Restate every line of the material that follows, word for word.

<<<<

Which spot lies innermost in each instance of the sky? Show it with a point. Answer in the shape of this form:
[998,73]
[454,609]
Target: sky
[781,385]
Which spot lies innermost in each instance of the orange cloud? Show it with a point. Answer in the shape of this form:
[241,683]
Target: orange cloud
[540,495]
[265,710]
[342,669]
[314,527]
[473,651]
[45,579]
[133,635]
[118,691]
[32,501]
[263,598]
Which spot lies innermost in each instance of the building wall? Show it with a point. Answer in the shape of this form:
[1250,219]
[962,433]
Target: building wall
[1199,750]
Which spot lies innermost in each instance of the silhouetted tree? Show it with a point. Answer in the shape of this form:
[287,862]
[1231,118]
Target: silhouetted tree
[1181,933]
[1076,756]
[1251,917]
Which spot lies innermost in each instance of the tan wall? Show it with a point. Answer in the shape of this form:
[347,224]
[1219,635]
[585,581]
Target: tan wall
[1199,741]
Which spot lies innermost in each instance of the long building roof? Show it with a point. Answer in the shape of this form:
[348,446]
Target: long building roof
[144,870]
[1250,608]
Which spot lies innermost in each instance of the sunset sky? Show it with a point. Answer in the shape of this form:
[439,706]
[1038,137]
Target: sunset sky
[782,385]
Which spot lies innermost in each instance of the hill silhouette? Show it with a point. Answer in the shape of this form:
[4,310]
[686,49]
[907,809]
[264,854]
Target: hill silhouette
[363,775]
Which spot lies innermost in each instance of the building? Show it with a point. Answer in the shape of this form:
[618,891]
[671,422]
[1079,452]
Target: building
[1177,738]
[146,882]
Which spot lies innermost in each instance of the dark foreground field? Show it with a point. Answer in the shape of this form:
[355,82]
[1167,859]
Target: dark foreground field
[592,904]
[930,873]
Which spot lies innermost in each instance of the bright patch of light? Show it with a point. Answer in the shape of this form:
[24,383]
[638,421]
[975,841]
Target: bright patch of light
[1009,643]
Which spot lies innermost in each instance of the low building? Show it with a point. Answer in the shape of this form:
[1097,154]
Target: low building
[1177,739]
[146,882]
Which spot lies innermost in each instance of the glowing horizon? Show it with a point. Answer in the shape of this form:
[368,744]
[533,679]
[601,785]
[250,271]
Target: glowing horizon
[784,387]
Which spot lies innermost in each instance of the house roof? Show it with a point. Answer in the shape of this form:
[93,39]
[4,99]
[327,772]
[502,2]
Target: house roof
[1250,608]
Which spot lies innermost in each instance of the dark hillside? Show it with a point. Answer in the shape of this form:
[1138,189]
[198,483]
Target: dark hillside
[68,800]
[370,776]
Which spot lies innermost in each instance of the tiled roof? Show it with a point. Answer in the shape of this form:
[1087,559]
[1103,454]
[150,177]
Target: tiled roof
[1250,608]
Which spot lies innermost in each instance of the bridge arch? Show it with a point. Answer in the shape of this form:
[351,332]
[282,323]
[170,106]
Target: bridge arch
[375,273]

>>>>

Task response:
Which spot lies innermost in each instance of the sky? Show it with a point. Answer in the shape of this form:
[998,73]
[454,609]
Target: sky
[781,385]
Which spot lies innermost in each instance of the orange cloud? Show it with a point. Answer in the shape of this form:
[241,683]
Target: orange cloud
[540,495]
[265,710]
[342,669]
[314,527]
[473,651]
[45,579]
[133,635]
[118,691]
[32,501]
[263,598]
Which spot lies innermost in each instance of the building wall? Show it with a point. Answer in the shape of this form:
[1250,219]
[962,433]
Target: building wall
[1199,750]
Which spot lies innermost in each instance of the silhouetted tree? Show it with a point. Answer in the shape of this form:
[287,862]
[1231,118]
Target: silhouetted tree
[1181,933]
[1076,756]
[1251,917]
Which spot lies innermost in each instance of the tan wall? Show it with a point. Answer in the shape of this form:
[347,224]
[1219,635]
[585,581]
Target: tan wall
[1199,741]
Which spot lies innermost in each instance of the long building roof? Show it with a point. Answer in the shape of this form:
[348,446]
Target: long building roof
[144,870]
[1250,608]
Which spot lies innermost in each instance of the sunset sky? Show it with a point. Answer in the shape of this form:
[439,706]
[1038,137]
Target: sunset sky
[782,385]
Which spot lies innermost in each instance of the hill silhouette? Show it with a point. Answer in the shape of this form:
[4,310]
[686,49]
[907,809]
[264,854]
Target: hill silhouette
[363,775]
Which spot lies innermost in each instance of the building? Show it with a point. Answer in the shape of this form:
[618,891]
[671,422]
[1079,452]
Target: building
[1177,738]
[146,882]
Which spot lies innermost in each instance of the dark foreground field? Show it with a point. Answer in the shape of this form:
[355,82]
[1167,859]
Target: dark foreground field
[592,904]
[930,873]
Which spot lies innermost in each instance of the bright patch of light? Show it with a point. Answer in the shape of this form:
[24,383]
[638,421]
[975,841]
Target: bright patch of light
[1009,643]
Which spot lies innermost in each instance of the low building? Show it with a point. Answer in the shape of this form:
[1097,154]
Target: low building
[1177,739]
[146,882]
Which spot lies innermost in each instance of the glowing horizon? Show it with a point. Answer in the shape of this form:
[368,744]
[533,679]
[601,785]
[250,271]
Target: glowing horizon
[784,387]
Which spot lies innermost in each instance of the house roof? Show it with a point. Answer in the shape of this form:
[93,39]
[4,99]
[327,772]
[502,2]
Target: house roof
[1250,608]
Which spot lies innermost in each instance of the dark hillside? Show it with a point. Answer in the shape of this form:
[1138,189]
[198,483]
Target: dark hillside
[68,800]
[370,776]
Which spot lies innermost in each instance of the tiled roof? Show it with a point. Answer in the shape of this form:
[1087,559]
[1103,454]
[150,177]
Target: tiled roof
[1250,608]
Which spot lies innermost in each instance of the bridge arch? Show it with a point. Answer in the shape of this form:
[351,332]
[282,323]
[170,106]
Target: bridge arch
[375,273]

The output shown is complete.